● **Required work**
Continue the passage on karma and accepting responsibility for our lives from the point where it stops.

● **Article**
We write our karma as we go along. We write the plot for our next life in this one. Reincarnation is about walking a mile in someone else’s shoes. Karma is the path that we walk that mile on so that we may learn the true love of God, of other and of self and know that there is not differentiation between the three. That is the trinity that has existed since the beginning of time and before. Karma is not complicated. It contains no judgment, no punishment and no reward, except perhaps the reward of becoming the Love that we so desperately seek.

ACCEPTING RESPONSIBILITY FOR OUR LIVES

To be responsible is not simply to accept burdens, more than anything else it is to accept power. We are the actors in the play that is our lives – we are at all times spiritually responsible for our actions in that play. However, until that spiritual responsibility becomes emotional and material within our lives we will be destined to enact the same play over and over again with nothing changing but the period wardrobe and props.

When I was a child my father taught me how to play Gin Rummy. We would play for hours and most of the time that we played I would win. One day I was feeling very full of myself as a great card shark and I decided to play for money. My father tried to talk me out of it, but I insisted. I bet my entire allowance and in about five minutes my father won. Now the game was over and he had won and I believed that he should give me my money back. My father refused. I cried, I begged, I sulked, I even tried to borrow the exact amount, but he absolutely refused. I could not believe that my father could actually love me and not give me back my money. I decided that he did not really love me. I believed that if he loved me he would give me anything that I wanted. This was what I really felt. It took a long time for me to understand that my fathers’ love had nothing to do with my responsibility for my own actions.

● **Data extract**
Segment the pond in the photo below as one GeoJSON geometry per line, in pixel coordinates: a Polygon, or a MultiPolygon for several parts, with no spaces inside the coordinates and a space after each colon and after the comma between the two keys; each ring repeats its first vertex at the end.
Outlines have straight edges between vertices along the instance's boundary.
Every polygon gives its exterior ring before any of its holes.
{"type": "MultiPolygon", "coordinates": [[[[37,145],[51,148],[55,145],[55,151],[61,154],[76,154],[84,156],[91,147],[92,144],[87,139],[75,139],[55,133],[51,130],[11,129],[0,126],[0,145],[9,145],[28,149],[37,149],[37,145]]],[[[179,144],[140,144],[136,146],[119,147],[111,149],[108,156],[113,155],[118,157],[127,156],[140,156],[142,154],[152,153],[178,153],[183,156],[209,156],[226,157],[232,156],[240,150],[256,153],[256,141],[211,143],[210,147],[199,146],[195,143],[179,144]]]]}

● **Expected answer**
After many months, perhaps even years, I finally understood what he had given to me. I could never again act in any way or say any words that I was not prepared to be responsible for the outcome of. I realized that my father would never make idol threats, if I wanted to do something that I should not, he would tell me the punishment that I would receive if I did it. He was no longer attached to my choice, and when I ultimately did what I wanted to do anyway, he was not attached to the punishment. I am now grateful for this lesson. The one good thing about this lesson is that it is never too late to learn, and never too late to teach to your children. It only takes one time, which was all it took for me. I may have pushed the envelope many times after that, but the difference was that I was responsible and prepared for whatever the outcome. I was in my power.

I suppose that when our belief in reincarnation was taken away from us, so too was the possibility of ever really being right – so we went for the next best thing which was appearing to be right. Of course if we could do neither, we had to place the responsibility for our being wrong on someone else – blame – so that we could escape whatever repercussions we envisioned. The concept of reincarnation has always felt right to me. I always knew that God was Love, and it just made sense to me that placing us in the darkness and giving us only one chance to find the right light – without a manual was not a loving act. To me, it was like taking your child and putting her out at night having this discourse:

Parent: Go find it and you can’t come home until you do – and if you don’t you will be lost forever.

Child: Find what?

Parent: Figure it out.

Child: Which direction do I go?

Parent: Look in the Book.

Child: Which Book – there are so many?

Parent: Figure it out!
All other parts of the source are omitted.